> _What to do_
Copy out the listing below, replacing every "Query" with "Target" and keeping everything else the same. Leave the pictures out.

--- Start of Supplied entries ---

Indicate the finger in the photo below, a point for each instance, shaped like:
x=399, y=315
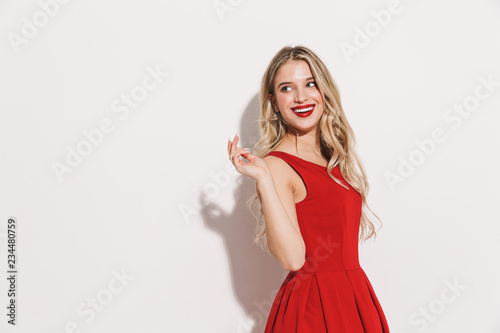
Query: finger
x=246, y=154
x=237, y=153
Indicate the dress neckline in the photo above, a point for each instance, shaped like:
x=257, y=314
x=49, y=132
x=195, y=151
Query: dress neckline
x=279, y=151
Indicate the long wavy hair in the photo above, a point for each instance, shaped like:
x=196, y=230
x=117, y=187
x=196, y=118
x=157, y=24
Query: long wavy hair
x=337, y=137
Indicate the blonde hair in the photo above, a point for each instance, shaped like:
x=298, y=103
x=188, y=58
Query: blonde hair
x=337, y=137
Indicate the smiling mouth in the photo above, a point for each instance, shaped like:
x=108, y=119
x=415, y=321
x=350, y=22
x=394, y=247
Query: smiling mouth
x=303, y=109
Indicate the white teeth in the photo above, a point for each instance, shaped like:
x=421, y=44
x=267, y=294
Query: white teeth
x=304, y=110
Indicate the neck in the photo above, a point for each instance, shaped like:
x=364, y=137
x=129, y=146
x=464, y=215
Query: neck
x=303, y=141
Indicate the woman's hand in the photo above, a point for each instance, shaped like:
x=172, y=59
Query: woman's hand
x=255, y=168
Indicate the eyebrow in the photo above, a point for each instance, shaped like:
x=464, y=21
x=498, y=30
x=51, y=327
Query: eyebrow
x=282, y=83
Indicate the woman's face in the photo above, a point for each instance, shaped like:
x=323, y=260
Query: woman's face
x=295, y=91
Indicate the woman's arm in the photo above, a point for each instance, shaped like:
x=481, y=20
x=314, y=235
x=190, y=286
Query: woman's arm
x=275, y=192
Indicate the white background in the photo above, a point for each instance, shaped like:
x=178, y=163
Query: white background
x=155, y=198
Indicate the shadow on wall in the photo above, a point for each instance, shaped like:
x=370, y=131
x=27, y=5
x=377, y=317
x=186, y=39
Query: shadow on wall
x=256, y=275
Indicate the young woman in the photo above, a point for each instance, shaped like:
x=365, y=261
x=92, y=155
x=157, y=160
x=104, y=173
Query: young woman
x=312, y=192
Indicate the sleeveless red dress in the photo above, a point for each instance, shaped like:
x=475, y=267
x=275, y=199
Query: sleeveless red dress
x=331, y=292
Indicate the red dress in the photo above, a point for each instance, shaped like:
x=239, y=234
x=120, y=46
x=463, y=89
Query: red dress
x=331, y=292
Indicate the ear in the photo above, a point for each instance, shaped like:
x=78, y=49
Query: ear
x=273, y=102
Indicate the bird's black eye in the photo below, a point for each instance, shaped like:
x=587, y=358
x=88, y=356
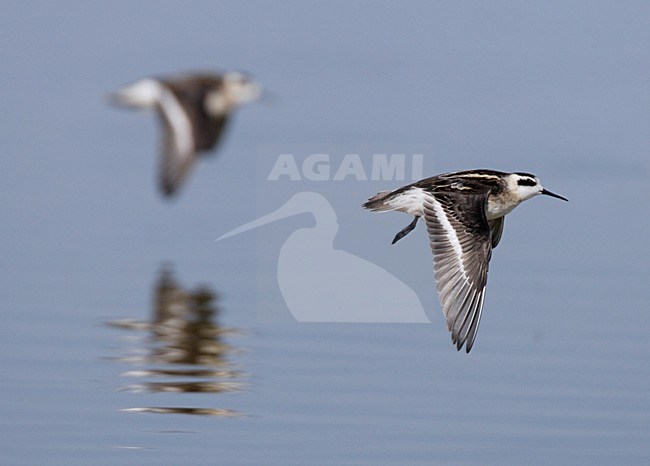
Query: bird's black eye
x=526, y=182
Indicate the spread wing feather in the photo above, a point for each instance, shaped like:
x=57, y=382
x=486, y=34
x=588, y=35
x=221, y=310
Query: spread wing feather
x=461, y=242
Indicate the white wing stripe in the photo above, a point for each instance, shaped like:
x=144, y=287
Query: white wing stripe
x=452, y=237
x=179, y=122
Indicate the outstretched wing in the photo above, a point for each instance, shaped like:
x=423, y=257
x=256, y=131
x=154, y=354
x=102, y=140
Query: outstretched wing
x=178, y=151
x=460, y=240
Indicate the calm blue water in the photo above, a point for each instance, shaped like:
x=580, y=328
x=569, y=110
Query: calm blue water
x=559, y=373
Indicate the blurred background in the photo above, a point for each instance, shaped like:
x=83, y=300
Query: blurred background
x=559, y=371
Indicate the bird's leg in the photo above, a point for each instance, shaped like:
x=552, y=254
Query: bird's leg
x=406, y=230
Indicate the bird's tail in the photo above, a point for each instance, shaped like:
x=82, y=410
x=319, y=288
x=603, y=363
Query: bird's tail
x=377, y=203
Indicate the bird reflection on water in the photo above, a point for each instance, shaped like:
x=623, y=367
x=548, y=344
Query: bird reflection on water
x=184, y=350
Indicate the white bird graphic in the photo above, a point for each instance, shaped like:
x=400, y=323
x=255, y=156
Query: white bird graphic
x=323, y=284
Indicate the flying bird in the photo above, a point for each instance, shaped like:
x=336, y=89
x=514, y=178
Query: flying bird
x=194, y=110
x=464, y=214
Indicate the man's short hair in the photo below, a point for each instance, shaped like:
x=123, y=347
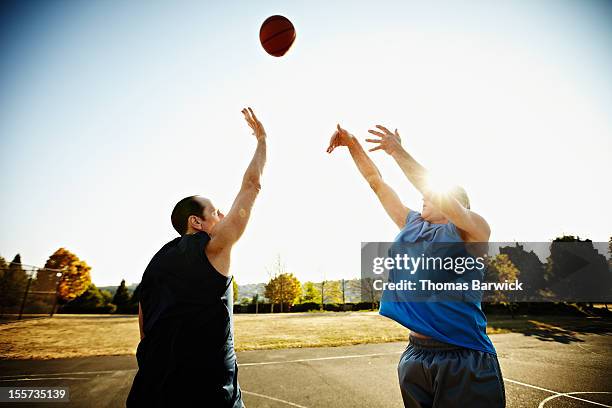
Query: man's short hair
x=185, y=208
x=461, y=195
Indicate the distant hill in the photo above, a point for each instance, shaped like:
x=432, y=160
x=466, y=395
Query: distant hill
x=352, y=291
x=113, y=289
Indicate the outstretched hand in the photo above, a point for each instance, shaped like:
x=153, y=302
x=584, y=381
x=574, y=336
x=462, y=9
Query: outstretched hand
x=254, y=123
x=341, y=137
x=389, y=142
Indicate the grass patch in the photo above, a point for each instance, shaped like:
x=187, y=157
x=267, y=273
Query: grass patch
x=97, y=335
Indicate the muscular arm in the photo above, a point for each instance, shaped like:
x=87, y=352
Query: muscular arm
x=391, y=143
x=412, y=169
x=473, y=226
x=230, y=229
x=386, y=195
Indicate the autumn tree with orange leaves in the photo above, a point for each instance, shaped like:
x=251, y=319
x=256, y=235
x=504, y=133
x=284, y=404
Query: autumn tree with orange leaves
x=75, y=277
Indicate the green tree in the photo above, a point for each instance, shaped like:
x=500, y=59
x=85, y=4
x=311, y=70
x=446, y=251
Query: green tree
x=122, y=298
x=283, y=289
x=499, y=269
x=331, y=292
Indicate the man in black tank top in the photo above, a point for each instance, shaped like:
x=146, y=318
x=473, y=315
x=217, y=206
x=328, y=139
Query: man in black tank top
x=186, y=355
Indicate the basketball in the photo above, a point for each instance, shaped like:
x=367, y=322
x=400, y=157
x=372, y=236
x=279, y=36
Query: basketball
x=277, y=34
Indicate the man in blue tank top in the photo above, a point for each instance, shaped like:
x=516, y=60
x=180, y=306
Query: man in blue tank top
x=186, y=355
x=450, y=361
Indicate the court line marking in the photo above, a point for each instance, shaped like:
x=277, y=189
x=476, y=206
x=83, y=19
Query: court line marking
x=302, y=360
x=42, y=379
x=590, y=351
x=18, y=376
x=567, y=394
x=273, y=399
x=558, y=394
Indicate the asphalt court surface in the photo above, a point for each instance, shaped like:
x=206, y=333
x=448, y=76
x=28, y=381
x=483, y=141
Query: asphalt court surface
x=538, y=373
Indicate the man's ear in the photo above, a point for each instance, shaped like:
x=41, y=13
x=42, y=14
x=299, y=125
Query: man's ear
x=194, y=222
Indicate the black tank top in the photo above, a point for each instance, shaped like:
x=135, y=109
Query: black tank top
x=187, y=356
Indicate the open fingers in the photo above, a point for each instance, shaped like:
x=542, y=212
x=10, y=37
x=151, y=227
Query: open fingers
x=376, y=133
x=384, y=129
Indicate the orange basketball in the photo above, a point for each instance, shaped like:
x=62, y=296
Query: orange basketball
x=277, y=34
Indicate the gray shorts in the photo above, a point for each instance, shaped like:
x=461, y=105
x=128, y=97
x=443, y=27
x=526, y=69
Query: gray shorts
x=434, y=374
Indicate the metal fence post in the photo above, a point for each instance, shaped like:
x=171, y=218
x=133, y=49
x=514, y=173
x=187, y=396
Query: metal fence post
x=25, y=296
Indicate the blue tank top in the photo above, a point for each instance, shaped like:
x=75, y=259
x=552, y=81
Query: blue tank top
x=460, y=323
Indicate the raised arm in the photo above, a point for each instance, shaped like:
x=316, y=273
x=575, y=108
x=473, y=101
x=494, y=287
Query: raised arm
x=231, y=227
x=140, y=322
x=392, y=144
x=386, y=195
x=474, y=227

--- End of Supplied entries ---

> _The completed task_
Indicate the finger in the photo below, a point for each instance, shaped like:
x=399, y=315
Target: finger
x=246, y=154
x=237, y=153
Indicate the dress neckline in the photo above, a point for each instance, shaped like:
x=257, y=314
x=49, y=132
x=195, y=151
Target: dress neckline
x=279, y=151
Indicate the long wavy hair in the photo above, a point for each instance, shaped like:
x=196, y=230
x=117, y=187
x=196, y=118
x=157, y=24
Target: long wavy hair
x=337, y=137
Indicate the blonde hair in the photo above, a point for each instance, shaped like:
x=298, y=103
x=188, y=58
Target: blonde hair
x=337, y=137
Indicate the smiling mouth in the photo above, a point for each instance, shaped like:
x=108, y=119
x=415, y=321
x=350, y=22
x=394, y=247
Target: smiling mouth
x=303, y=109
Indicate the white teeth in the photo above, a point for each instance, shaped like:
x=421, y=44
x=267, y=294
Target: white teeth
x=304, y=110
Indicate the neck in the photo above, a point for each instance, shaped like:
x=364, y=137
x=129, y=146
x=464, y=215
Target: neck
x=303, y=141
Indicate the woman's hand in the photo above, a point for each instance, shaped like:
x=172, y=59
Target: woman's hand
x=255, y=168
Indicate the eyebrow in the photo above, a point for each instance, shaped like:
x=464, y=21
x=498, y=30
x=51, y=327
Target: eyebrow
x=282, y=83
Indicate the woman's face in the photo above, a point for each instance, shaped like:
x=323, y=260
Target: woman's face
x=295, y=91
Indicate the woman's arm in the photo above, a point for each instance, shaped like:
x=481, y=20
x=314, y=235
x=190, y=286
Target: woman's arm
x=275, y=192
Indicate the white background in the photo above, a point for each instance, shaped like:
x=178, y=163
Target: white background
x=155, y=198
Indicate the shadow on wall in the photo above, a point for each instance, shaped like:
x=370, y=131
x=27, y=5
x=377, y=317
x=186, y=39
Target: shadow on wall
x=256, y=275
Indicate the young woman in the photo above, a point for each instance, shaped like:
x=365, y=261
x=92, y=155
x=157, y=160
x=104, y=173
Target: young woman
x=312, y=192
Indicate the sleeveless red dress in the photo above, a point for each instance, shaped like:
x=475, y=267
x=275, y=199
Target: sleeveless red dress
x=331, y=292
Indicate the red dress in the photo above, a point for each instance, shaped like:
x=239, y=234
x=120, y=46
x=463, y=89
Target: red dress
x=331, y=292
Indicate the ear in the photo above, a point for each instance, shaped like:
x=78, y=49
Target: ear
x=273, y=102
Indicate the bird's black eye in the photo below, a point for each instance, shaped like:
x=587, y=358
x=88, y=356
Target: bird's black eye
x=526, y=182
Indicate the spread wing feather in the photo above, a point for each instance, shaped like:
x=57, y=382
x=486, y=34
x=588, y=35
x=221, y=310
Target: spread wing feather
x=461, y=242
Indicate the white wing stripe in the photo above, a point for each instance, shaped like:
x=144, y=287
Target: white wing stripe
x=452, y=237
x=179, y=122
Indicate the outstretched wing in the photo above, a point for each instance, shaped like:
x=423, y=257
x=256, y=131
x=154, y=354
x=102, y=140
Target: outstretched wing
x=178, y=151
x=460, y=240
Indicate the calm blue water in the photo above, a point for each instance, shaped like:
x=580, y=328
x=569, y=110
Target: calm blue water
x=559, y=373
Indicate the blurred background in the photo above, a point for each instance, shaped like:
x=83, y=300
Target: blurred background
x=559, y=371
Indicate the bird's leg in the photo above, a point for each instance, shaped like:
x=552, y=254
Target: bird's leg
x=406, y=230
Indicate the bird's tail in the photo above, a point for each instance, shaped like:
x=82, y=410
x=319, y=288
x=603, y=363
Target: bird's tail
x=377, y=203
Indicate the bird reflection on water in the photo above, a point for each instance, shaped like:
x=623, y=367
x=548, y=344
Target: bird reflection on water
x=184, y=350
Indicate the white bird graphic in the photo above, a point for each instance, shaped like:
x=400, y=323
x=255, y=156
Target: white bird graphic
x=323, y=284
Indicate the flying bird in the photo above, a point for each instance, shaped like:
x=336, y=89
x=514, y=178
Target: flying bird
x=194, y=110
x=464, y=214
Indicate the man's short hair in the photo below, a point for each instance, shaped like:
x=123, y=347
Target: man's short hair
x=185, y=208
x=461, y=195
Indicate the distant hill in the photo above, a point for each instance, shaped like:
x=432, y=160
x=466, y=395
Target: distant hill
x=352, y=291
x=113, y=289
Indicate the outstretched hand in the photo above, a point for each instance, shaped like:
x=153, y=302
x=584, y=381
x=574, y=336
x=462, y=9
Target: outstretched hand
x=254, y=123
x=341, y=137
x=389, y=142
Indicate the grass patch in the photo above, a point for each instance, shaped like:
x=187, y=157
x=267, y=273
Target: grass patch
x=97, y=335
Indicate the muscular arm in the photo above, a point for each instance, shaped like:
x=87, y=352
Target: muscular arm
x=391, y=143
x=412, y=169
x=473, y=226
x=230, y=229
x=386, y=195
Indicate the autumn tree with orange leaves in the photo above, a point for each instance, shaped like:
x=251, y=319
x=256, y=235
x=504, y=133
x=284, y=404
Target: autumn tree with orange leaves
x=75, y=277
Indicate the green tree in the photo above, a point for each instance, shaped like:
x=500, y=59
x=85, y=4
x=311, y=70
x=446, y=251
Target: green tree
x=122, y=298
x=283, y=289
x=499, y=269
x=331, y=292
Indicate the man in black tank top in the photo above, a point for each instance, shaped like:
x=146, y=318
x=473, y=315
x=217, y=206
x=328, y=139
Target: man in black tank top
x=186, y=355
Indicate the basketball in the photo above, a point for each instance, shaped like:
x=367, y=322
x=400, y=157
x=372, y=236
x=279, y=36
Target: basketball
x=277, y=34
Indicate the man in blue tank top in the photo above, a point for each instance, shaped like:
x=516, y=60
x=180, y=306
Target: man in blue tank top
x=186, y=355
x=450, y=361
Indicate the court line marking in the photo above, a point for each instance, shaped like:
x=277, y=189
x=476, y=206
x=83, y=19
Target: court line marking
x=302, y=360
x=42, y=379
x=590, y=351
x=18, y=376
x=567, y=394
x=273, y=399
x=558, y=394
Indicate the asphalt court surface in the photo above, a point for each instance, shaped like:
x=206, y=333
x=448, y=76
x=28, y=381
x=483, y=141
Target: asphalt court surface
x=538, y=373
Indicate the man's ear in the photo above, a point for each instance, shaped like:
x=41, y=13
x=42, y=14
x=299, y=125
Target: man's ear
x=194, y=222
Indicate the black tank top in the photo above, a point for each instance, shaped like:
x=135, y=109
Target: black tank top
x=187, y=356
Indicate the open fingers in the photo above, a point for each instance, shaped like:
x=542, y=212
x=10, y=37
x=151, y=227
Target: open fingers
x=376, y=133
x=384, y=129
Indicate the orange basketball in the photo above, a point for each instance, shaped like:
x=62, y=296
Target: orange basketball
x=277, y=34
Indicate the gray shorts in the photo above, a point for each instance, shaped like:
x=461, y=105
x=128, y=97
x=443, y=27
x=526, y=69
Target: gray shorts
x=434, y=374
Indicate the metal fence post in the photo above, a point for each instance, shaped like:
x=171, y=218
x=133, y=49
x=514, y=173
x=187, y=396
Target: metal fence post
x=25, y=296
Indicate the blue tank top in the photo above, a point for each instance, shaped like:
x=75, y=259
x=552, y=81
Target: blue tank top
x=460, y=323
Indicate the raised arm in the photo above, a point for each instance, shaped like:
x=316, y=273
x=575, y=108
x=473, y=101
x=494, y=287
Target: raised arm
x=231, y=227
x=140, y=322
x=392, y=144
x=386, y=195
x=474, y=227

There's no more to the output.